(Coordinate labeling data)
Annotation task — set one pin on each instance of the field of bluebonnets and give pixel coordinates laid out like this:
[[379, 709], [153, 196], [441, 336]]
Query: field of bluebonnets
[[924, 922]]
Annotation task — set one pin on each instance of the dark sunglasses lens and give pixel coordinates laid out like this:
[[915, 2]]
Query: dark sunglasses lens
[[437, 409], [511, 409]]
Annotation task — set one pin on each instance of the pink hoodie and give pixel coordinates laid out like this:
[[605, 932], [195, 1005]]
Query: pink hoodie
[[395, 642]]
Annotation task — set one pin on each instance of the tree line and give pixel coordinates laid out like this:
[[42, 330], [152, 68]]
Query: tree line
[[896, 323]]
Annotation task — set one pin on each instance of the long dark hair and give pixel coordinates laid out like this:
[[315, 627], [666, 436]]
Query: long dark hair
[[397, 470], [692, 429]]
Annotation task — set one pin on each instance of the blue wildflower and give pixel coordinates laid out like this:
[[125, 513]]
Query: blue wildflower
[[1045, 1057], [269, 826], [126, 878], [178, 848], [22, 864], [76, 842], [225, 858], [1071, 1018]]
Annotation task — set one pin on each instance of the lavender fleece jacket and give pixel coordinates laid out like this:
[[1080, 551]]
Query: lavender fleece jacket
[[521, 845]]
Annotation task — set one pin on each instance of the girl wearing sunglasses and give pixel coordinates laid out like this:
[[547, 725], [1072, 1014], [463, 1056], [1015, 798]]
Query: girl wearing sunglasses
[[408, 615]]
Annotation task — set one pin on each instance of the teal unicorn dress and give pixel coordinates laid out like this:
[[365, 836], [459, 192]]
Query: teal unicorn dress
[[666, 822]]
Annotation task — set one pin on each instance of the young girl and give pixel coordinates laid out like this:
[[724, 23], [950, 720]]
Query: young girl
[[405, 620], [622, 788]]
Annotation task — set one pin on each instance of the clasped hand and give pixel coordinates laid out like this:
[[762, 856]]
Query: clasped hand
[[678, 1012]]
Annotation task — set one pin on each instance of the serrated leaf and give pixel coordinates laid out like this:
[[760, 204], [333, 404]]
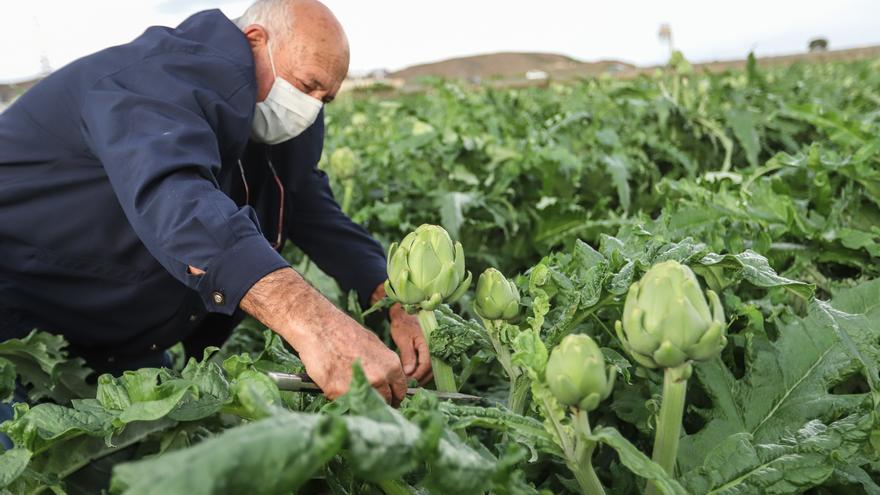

Task to carry out:
Return every item above word for word, leaving out the pictures.

Exercise result:
Annotation task — set one pin on each instance of the field of bluebonnets and give pixel coordinates laid out like this:
[[379, 709], [153, 196], [441, 336]]
Query: field of bluebonnets
[[924, 922]]
Annotation task — set one pin on each instance of the dark sunglasses lens and give pixel coordinates laid out like this:
[[915, 2]]
Query: dark sunglasses lens
[[437, 409], [511, 409]]
Annotation task — set one pin on each instance of the pink hoodie and give pixel coordinates laid out like this:
[[605, 932], [195, 1005]]
Query: pink hoodie
[[395, 642]]
Annotation task — set one pin on each instance of the tree line and give pixel coordinates laid out like this:
[[42, 330], [152, 68]]
Query: tree line
[[896, 323]]
Annotation task — set one pin on each instance of the long dark hair and give pixel coordinates laid out like this:
[[315, 627], [666, 436]]
Query: long dark hair
[[397, 470], [692, 429]]
Annotation task — set one pin on each instance of the blue wildflower and give pixel coordinates laid out like this:
[[125, 513]]
Query: blue wildflower
[[1045, 1057], [269, 826], [126, 878], [178, 848], [22, 864], [76, 842], [225, 858], [1071, 1018]]
Annotation task — set one pin on each instance of the lavender fleece jacket and give pixel coordinates laid out like this:
[[1080, 551]]
Query: lavender fleece jacket
[[521, 845]]
Annotation task — set one pin on each instance of the girl wearing sunglasses and give pixel coordinates laid out like this:
[[547, 725], [1072, 1014], [463, 1056], [1015, 798]]
Query: girl wearing sunglasses
[[408, 615]]
Annotation task — set one pin on each instance of the teal unicorn dress and give pixel coordinates laid out like this:
[[365, 836], [459, 192]]
Query: teal unicorn dress
[[666, 822]]
Annotation task — set one pin on each instance of the young girl and give pixel coordinates laid out like this:
[[724, 23], [950, 720]]
Query: young girl
[[405, 620], [622, 788]]
Annotation task — set one pin on each instance of the clasped hand and give pixel coordinates laid out like this:
[[762, 856]]
Query: clasped hand
[[678, 1012]]
Annotation task — set one pin on each instance of the serrated leaf and give pixel coordinates laid out like this:
[[760, 204], [333, 404]]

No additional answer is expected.